»»

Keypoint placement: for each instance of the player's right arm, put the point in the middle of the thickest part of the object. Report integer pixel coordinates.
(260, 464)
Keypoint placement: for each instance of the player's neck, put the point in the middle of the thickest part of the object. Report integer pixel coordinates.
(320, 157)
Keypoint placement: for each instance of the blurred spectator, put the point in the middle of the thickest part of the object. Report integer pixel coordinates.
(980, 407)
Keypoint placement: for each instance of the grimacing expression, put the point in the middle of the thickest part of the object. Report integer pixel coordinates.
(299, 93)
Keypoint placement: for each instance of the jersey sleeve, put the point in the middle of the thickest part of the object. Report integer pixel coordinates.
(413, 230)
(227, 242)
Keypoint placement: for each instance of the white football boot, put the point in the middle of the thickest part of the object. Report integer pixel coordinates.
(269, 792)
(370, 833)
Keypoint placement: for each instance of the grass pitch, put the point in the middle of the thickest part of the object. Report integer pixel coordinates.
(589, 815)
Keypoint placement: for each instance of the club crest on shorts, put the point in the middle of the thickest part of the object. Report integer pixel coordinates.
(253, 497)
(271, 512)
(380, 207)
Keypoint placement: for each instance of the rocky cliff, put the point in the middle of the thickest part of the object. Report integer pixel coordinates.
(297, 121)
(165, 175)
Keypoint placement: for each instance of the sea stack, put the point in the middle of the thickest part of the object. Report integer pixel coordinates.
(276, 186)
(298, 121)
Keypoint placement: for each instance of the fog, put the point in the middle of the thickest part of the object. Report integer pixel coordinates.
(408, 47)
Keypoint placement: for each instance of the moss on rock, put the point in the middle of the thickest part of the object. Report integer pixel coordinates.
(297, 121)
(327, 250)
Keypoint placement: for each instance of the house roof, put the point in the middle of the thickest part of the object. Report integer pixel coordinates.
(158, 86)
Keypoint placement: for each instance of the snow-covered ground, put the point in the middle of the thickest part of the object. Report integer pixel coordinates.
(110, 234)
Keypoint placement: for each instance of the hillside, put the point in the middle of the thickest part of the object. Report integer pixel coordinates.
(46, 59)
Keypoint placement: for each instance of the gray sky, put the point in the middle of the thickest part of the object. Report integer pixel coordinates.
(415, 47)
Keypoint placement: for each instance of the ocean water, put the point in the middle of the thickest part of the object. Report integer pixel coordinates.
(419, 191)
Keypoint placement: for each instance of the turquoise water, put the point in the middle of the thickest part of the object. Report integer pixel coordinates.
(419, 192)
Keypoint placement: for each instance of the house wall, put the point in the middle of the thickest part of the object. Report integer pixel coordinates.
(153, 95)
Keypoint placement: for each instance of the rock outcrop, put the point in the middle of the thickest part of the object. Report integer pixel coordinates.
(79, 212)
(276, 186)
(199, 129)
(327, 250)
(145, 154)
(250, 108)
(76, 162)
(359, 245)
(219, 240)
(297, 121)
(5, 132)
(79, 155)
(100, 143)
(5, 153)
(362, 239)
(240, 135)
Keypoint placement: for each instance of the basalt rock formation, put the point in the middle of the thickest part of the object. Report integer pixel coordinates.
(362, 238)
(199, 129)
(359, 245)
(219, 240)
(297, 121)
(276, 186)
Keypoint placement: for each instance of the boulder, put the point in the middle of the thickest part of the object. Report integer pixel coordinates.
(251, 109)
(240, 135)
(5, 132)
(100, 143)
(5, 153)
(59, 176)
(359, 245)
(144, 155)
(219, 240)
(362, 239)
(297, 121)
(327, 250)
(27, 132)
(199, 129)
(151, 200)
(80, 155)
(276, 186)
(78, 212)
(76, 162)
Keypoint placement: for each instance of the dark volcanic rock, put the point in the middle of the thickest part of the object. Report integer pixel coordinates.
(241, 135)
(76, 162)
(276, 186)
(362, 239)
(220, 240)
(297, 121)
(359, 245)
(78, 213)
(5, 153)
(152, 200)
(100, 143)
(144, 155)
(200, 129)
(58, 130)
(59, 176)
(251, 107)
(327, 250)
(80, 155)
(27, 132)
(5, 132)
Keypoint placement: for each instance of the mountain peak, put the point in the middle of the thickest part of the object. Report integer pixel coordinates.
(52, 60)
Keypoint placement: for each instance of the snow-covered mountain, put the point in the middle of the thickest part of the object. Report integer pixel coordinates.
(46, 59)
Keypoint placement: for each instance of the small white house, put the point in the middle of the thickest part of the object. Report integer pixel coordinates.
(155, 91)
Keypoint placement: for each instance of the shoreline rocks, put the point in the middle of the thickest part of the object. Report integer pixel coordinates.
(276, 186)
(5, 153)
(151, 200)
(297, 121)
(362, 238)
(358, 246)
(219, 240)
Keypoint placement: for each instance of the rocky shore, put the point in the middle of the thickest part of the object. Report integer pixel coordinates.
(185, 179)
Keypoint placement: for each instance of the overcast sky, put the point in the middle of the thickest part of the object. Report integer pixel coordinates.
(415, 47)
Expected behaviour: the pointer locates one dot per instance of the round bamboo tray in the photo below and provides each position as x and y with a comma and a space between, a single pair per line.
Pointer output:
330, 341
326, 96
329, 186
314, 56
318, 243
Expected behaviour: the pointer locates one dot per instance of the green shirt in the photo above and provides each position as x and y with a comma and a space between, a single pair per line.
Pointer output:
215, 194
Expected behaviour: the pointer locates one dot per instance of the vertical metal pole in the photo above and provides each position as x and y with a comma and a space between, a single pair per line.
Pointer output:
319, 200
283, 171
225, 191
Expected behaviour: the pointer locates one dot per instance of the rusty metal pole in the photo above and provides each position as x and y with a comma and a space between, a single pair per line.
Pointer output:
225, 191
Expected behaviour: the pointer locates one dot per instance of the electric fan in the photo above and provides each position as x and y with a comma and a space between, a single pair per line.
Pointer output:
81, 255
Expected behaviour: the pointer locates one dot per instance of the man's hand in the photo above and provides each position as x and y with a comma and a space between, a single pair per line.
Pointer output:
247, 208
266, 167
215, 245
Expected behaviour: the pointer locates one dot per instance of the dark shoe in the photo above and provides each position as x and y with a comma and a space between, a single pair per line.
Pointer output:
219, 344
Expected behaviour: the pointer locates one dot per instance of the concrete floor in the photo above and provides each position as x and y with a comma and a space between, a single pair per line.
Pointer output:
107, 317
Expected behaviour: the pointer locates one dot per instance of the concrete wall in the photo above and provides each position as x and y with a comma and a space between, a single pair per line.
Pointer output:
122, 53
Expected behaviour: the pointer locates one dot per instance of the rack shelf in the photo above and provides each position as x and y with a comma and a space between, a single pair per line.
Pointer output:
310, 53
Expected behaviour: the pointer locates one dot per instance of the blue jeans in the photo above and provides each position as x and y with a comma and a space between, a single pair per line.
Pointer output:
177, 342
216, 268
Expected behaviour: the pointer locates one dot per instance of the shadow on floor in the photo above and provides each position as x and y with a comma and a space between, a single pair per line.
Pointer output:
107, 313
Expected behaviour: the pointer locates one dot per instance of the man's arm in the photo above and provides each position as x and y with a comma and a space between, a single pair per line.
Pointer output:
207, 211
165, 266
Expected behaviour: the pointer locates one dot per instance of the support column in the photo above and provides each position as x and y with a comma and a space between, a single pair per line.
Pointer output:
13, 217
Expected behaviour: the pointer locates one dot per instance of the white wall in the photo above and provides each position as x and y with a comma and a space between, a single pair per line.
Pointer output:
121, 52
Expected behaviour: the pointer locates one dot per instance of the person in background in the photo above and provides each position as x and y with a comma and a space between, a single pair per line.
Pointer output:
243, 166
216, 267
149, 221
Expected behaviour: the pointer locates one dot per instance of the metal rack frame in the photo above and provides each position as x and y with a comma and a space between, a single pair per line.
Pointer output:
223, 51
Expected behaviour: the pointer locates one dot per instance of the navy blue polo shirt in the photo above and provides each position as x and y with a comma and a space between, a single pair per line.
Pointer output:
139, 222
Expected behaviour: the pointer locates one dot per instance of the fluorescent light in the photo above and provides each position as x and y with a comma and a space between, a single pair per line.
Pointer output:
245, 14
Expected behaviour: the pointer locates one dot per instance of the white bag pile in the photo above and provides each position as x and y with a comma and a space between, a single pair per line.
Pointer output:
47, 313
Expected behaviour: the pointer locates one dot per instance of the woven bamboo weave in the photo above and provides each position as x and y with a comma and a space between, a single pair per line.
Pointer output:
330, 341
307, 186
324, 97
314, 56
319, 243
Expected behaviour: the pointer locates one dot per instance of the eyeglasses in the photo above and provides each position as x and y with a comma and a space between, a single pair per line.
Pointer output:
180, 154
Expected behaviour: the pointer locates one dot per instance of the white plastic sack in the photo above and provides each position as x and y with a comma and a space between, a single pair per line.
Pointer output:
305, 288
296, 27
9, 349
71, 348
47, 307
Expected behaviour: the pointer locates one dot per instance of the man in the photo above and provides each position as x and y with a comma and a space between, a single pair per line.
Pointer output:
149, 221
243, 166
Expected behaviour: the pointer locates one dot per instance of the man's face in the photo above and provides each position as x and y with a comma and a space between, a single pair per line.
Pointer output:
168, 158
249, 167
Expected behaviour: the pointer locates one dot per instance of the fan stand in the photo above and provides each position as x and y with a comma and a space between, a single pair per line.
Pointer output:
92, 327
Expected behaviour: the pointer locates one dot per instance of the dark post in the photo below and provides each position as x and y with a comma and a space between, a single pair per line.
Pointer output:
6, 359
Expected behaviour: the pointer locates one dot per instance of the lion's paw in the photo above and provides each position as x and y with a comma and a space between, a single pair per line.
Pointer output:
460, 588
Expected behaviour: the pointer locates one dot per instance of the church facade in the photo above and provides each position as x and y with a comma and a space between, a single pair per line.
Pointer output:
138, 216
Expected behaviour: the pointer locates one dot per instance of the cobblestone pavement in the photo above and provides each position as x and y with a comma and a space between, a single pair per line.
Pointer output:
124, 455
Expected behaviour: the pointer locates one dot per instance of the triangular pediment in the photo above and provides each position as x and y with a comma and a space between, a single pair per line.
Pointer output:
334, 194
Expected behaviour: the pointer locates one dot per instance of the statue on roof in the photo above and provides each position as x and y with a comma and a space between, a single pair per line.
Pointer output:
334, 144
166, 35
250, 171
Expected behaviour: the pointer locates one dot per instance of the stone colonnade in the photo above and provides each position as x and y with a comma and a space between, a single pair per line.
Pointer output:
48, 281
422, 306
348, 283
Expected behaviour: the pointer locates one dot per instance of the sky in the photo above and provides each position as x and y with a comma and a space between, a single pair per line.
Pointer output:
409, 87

««

## What to work on
Return each line from the material that includes the string "rack".

## Expected answer
Expected behaviour: the pointer locates one dot per instance of the rack shelf in the photo above and provides each position as x and y with a comma and a space between, a single pair per line.
Expected behaviour: the pointer locates one dot per instance of the metal rack frame in the photo above and provides each position as x and y with a comma and a space between, a single pair per line.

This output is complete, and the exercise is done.